[Problem description]: Rewrite the data below, replacing every "rough mask" with "coarse mask" and leaving everything else unchanged. Leave the pictures out of your answer.

== Segment start ==

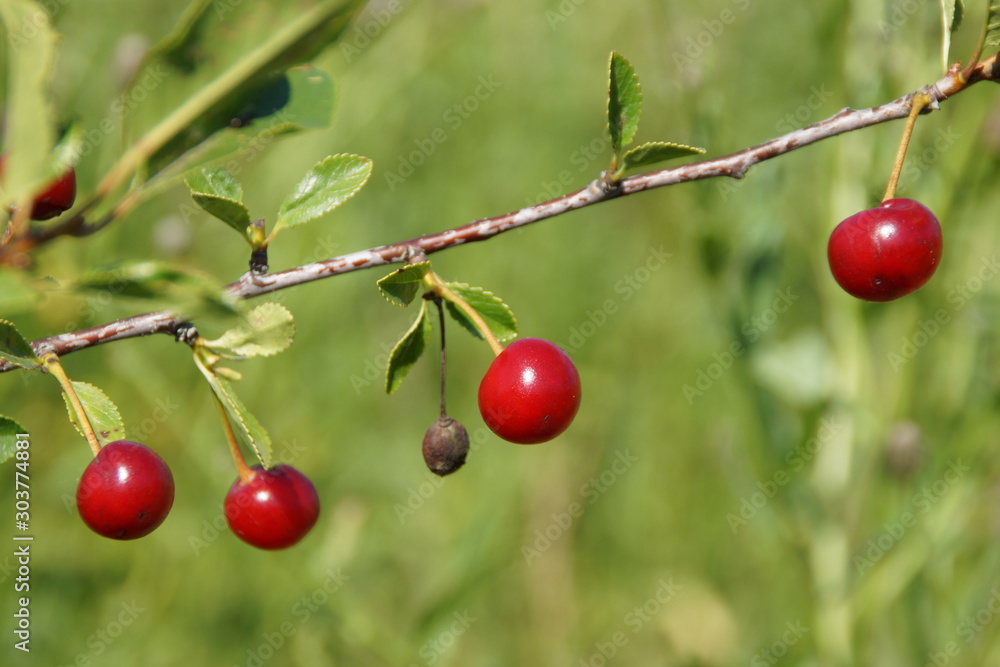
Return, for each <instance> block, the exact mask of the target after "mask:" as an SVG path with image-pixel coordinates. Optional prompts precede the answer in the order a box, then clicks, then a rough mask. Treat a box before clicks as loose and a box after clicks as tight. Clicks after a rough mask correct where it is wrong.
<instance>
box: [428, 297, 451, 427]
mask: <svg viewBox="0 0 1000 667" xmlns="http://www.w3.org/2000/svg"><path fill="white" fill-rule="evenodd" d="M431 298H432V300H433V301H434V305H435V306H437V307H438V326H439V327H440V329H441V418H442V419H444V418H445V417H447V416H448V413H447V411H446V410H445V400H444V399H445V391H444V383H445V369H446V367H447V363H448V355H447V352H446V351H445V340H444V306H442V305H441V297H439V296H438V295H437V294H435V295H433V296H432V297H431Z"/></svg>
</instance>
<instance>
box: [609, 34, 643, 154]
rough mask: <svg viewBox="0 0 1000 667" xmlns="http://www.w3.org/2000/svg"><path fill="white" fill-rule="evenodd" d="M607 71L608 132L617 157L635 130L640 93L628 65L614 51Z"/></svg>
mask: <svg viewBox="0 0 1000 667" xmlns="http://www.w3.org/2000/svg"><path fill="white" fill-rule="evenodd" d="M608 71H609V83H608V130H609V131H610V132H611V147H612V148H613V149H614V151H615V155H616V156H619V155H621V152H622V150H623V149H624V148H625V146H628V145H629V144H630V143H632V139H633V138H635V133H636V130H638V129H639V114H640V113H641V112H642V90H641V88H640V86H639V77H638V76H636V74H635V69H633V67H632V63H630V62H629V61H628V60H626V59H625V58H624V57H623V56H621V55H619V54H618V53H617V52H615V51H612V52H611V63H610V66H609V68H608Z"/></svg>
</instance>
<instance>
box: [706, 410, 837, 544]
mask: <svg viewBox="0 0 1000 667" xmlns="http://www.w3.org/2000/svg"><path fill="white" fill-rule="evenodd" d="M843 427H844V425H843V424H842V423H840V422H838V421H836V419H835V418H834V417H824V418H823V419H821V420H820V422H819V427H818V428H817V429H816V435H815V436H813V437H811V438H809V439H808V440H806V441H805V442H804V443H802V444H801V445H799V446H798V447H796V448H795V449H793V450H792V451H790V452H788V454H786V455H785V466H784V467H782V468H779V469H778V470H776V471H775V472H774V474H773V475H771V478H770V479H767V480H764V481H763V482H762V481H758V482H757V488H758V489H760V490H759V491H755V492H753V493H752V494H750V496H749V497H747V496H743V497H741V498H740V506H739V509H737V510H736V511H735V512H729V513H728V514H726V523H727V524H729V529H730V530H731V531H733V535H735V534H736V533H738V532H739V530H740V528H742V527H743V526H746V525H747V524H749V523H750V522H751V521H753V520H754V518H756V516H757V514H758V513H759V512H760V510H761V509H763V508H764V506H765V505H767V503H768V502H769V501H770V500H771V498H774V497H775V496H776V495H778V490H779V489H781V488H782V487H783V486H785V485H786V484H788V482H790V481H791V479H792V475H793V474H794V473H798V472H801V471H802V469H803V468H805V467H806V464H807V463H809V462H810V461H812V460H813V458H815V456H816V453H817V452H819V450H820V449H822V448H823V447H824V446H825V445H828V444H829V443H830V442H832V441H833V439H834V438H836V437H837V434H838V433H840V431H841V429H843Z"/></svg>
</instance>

== Segment end ==

[Expected output]:
Return, for each <instance> block, the exact mask of the target after "mask:" as an SVG path with image-pixel coordinates. Optional prompts precede the answer in the order a box, then clicks, then a coarse mask. Treat a box before clicks as loose and a box after clicks as tight. Clicks after a coarse mask correct where it is wrong.
<instance>
box: [428, 297, 451, 427]
mask: <svg viewBox="0 0 1000 667" xmlns="http://www.w3.org/2000/svg"><path fill="white" fill-rule="evenodd" d="M431 298H432V300H433V301H434V305H435V306H437V307H438V326H439V327H440V329H441V418H442V419H444V418H445V417H447V416H448V413H447V411H446V410H445V400H444V399H445V391H444V383H445V369H446V367H447V363H448V355H447V352H446V351H445V340H444V306H442V305H441V297H439V296H438V295H437V294H435V295H433V296H432V297H431Z"/></svg>
</instance>
<instance>
box: [609, 34, 643, 154]
coarse mask: <svg viewBox="0 0 1000 667" xmlns="http://www.w3.org/2000/svg"><path fill="white" fill-rule="evenodd" d="M607 71L608 132L617 157L635 130L640 93L628 65L614 51Z"/></svg>
mask: <svg viewBox="0 0 1000 667" xmlns="http://www.w3.org/2000/svg"><path fill="white" fill-rule="evenodd" d="M608 71H609V83H608V130H609V131H610V132H611V147H612V148H613V149H614V151H615V155H616V156H619V155H621V152H622V150H623V149H624V148H625V146H628V145H629V144H630V143H632V139H633V138H635V133H636V130H638V129H639V114H640V113H641V112H642V90H641V88H640V86H639V77H638V76H636V74H635V69H633V67H632V63H630V62H629V61H628V60H626V59H625V58H624V57H623V56H621V55H619V54H618V53H617V52H615V51H612V52H611V63H610V66H609V68H608Z"/></svg>
</instance>
<instance>
box: [706, 410, 837, 544]
mask: <svg viewBox="0 0 1000 667" xmlns="http://www.w3.org/2000/svg"><path fill="white" fill-rule="evenodd" d="M843 427H844V425H843V424H842V423H840V422H838V421H836V419H835V418H834V417H824V418H823V419H821V420H820V422H819V427H818V428H817V429H816V435H815V436H813V437H811V438H809V439H808V440H806V441H805V442H804V443H802V444H801V445H799V446H798V447H796V448H795V449H793V450H792V451H790V452H788V454H786V455H785V466H784V467H782V468H779V469H778V470H776V471H775V472H774V474H773V475H771V478H770V479H767V480H764V481H763V482H762V481H758V482H757V488H758V489H760V490H759V491H755V492H753V493H752V494H750V496H749V497H747V496H743V497H741V498H740V506H739V509H737V510H736V511H735V512H729V513H728V514H726V523H727V524H729V529H730V530H731V531H733V535H735V534H736V533H738V532H739V530H740V528H742V527H743V526H746V525H747V524H749V523H750V522H751V521H753V520H754V518H756V516H757V514H758V513H759V512H760V510H761V509H763V508H764V506H765V505H767V503H768V502H769V501H770V500H771V498H774V497H775V496H776V495H778V490H779V489H781V488H782V487H783V486H785V485H786V484H788V482H790V481H791V479H792V475H793V474H794V473H798V472H801V471H802V469H803V468H805V467H806V464H807V463H809V462H810V461H812V460H813V458H815V456H816V453H817V452H819V450H820V449H822V448H823V447H824V446H825V445H828V444H829V443H830V442H832V441H833V439H834V438H836V437H837V434H838V433H840V431H841V429H843Z"/></svg>
</instance>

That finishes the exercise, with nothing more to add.